INFORMATION PROVIDED
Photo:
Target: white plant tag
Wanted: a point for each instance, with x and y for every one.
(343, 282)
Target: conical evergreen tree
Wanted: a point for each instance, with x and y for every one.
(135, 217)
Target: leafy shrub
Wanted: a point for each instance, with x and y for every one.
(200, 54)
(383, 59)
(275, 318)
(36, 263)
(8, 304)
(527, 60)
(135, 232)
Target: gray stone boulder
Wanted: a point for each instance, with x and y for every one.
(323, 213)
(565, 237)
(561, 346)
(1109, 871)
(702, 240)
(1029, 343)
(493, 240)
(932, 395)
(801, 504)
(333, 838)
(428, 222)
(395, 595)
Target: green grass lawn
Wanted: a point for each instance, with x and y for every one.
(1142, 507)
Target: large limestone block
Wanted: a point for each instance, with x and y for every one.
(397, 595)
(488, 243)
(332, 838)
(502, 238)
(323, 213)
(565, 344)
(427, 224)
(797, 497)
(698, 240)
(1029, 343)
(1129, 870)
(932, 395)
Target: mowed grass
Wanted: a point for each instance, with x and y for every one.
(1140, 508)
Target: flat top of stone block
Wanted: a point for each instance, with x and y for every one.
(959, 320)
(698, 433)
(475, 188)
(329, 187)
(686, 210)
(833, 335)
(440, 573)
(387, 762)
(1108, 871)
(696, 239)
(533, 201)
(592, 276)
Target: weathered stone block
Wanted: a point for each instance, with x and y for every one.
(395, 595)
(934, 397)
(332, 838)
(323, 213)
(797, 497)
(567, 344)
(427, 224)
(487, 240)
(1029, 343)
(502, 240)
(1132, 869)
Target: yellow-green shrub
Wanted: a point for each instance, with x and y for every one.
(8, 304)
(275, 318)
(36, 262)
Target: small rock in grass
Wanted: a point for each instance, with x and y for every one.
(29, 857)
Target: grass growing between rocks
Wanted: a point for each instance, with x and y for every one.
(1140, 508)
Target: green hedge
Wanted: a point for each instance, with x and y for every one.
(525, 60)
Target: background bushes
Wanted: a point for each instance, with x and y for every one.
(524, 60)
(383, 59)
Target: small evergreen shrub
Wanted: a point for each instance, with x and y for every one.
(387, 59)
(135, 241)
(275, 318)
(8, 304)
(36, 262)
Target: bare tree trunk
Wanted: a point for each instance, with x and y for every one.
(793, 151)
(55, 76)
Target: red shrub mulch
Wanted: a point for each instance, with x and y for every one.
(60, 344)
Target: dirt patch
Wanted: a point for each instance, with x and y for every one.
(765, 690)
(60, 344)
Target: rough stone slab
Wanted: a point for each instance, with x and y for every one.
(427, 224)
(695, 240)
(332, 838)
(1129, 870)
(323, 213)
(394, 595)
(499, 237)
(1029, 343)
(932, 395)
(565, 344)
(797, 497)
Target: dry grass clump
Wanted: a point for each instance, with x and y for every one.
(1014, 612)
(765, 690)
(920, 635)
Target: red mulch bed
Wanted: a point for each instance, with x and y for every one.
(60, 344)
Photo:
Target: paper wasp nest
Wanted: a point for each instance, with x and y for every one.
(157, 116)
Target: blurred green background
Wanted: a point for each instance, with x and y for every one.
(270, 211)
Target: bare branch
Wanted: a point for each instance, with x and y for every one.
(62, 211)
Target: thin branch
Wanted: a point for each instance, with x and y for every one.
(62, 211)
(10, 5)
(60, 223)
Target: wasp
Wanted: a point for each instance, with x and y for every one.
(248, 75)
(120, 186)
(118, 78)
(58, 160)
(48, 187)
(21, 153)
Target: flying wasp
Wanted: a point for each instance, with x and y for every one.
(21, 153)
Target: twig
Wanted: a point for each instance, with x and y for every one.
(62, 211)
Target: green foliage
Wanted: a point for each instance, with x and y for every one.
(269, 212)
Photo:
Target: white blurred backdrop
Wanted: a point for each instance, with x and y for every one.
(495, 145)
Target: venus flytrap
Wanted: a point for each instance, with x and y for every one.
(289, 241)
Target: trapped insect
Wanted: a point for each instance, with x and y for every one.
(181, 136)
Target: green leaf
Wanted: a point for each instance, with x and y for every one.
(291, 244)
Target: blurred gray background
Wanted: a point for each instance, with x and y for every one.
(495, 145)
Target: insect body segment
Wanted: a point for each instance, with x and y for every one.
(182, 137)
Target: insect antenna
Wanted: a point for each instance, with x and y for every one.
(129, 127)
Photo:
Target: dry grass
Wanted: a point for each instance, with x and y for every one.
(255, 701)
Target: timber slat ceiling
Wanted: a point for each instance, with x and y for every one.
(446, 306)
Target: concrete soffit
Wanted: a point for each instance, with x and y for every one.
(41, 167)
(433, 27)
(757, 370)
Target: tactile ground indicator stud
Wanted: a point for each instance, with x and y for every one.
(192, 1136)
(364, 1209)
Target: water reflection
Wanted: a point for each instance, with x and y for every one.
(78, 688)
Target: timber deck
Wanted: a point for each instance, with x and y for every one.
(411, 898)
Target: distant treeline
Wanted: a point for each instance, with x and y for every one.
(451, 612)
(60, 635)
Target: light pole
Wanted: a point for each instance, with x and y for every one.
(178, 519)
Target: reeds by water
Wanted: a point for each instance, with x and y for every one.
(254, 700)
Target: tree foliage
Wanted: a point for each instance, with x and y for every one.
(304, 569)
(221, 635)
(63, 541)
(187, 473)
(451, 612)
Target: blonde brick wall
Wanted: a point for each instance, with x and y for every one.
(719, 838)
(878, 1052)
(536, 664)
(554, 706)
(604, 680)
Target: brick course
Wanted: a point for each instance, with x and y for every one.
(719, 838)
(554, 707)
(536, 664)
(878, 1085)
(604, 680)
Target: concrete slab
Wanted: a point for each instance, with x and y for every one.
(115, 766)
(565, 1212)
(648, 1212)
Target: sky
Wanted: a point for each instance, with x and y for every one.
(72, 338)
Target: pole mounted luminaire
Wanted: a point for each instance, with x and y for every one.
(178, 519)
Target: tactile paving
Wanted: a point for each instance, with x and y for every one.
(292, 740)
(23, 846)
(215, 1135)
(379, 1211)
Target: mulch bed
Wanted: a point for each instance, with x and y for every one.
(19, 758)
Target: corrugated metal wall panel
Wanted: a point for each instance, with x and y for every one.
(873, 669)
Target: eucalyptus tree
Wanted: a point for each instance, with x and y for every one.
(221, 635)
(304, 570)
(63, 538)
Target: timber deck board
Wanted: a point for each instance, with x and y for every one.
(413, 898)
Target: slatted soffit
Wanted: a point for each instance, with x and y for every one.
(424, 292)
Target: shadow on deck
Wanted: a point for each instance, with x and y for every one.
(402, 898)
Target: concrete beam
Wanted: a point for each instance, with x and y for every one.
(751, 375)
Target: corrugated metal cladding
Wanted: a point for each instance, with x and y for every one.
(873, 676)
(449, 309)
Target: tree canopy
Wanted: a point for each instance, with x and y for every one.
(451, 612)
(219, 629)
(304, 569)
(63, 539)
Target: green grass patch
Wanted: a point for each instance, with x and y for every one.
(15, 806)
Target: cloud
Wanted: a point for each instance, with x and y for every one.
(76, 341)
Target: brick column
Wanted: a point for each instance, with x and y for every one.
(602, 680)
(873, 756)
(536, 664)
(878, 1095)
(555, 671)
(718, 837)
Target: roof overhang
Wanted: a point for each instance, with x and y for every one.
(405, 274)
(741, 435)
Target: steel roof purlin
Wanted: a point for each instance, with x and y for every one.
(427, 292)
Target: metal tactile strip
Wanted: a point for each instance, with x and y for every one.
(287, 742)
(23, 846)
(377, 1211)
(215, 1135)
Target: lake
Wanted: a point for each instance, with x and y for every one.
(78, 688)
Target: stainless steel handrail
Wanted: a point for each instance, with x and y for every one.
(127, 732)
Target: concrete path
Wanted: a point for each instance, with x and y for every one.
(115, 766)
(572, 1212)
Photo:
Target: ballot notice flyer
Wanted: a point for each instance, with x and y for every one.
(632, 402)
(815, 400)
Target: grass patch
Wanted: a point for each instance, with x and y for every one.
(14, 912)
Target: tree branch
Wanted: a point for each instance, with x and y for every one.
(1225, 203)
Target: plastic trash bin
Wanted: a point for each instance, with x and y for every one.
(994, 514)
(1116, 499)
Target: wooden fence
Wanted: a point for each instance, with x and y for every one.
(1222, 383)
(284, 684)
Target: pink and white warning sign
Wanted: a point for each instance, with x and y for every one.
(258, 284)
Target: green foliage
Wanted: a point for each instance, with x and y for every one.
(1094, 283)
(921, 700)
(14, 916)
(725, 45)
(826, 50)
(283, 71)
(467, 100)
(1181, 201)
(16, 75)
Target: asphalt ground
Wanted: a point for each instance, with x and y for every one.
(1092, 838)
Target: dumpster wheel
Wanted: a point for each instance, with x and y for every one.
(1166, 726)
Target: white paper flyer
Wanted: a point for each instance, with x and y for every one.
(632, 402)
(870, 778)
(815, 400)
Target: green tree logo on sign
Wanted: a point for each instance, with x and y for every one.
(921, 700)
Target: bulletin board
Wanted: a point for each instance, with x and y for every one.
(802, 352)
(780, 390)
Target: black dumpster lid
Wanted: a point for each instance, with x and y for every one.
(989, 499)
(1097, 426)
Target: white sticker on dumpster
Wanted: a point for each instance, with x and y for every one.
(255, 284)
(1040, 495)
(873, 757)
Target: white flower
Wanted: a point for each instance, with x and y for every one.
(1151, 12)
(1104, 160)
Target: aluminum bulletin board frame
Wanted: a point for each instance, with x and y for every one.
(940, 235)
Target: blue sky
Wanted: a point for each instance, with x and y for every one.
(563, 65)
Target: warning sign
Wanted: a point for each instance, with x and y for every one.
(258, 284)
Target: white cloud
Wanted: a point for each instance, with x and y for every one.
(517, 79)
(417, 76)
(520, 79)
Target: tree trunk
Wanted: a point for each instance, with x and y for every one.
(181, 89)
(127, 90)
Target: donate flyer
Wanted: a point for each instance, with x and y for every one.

YOUR GOAL
Render the lines of the records as a numbered list, starting with and including the line that contains "Target: tree trunk" and continuing through the last line of the records. Leave out any blank lines.

RESPONSE
1. Target: tree trunk
2. Wanted: a point for each instance, with x and y for every one.
3. (181, 89)
4. (127, 90)
5. Target: donate flyer
6. Wanted: a point for each instance, with x and y for every one.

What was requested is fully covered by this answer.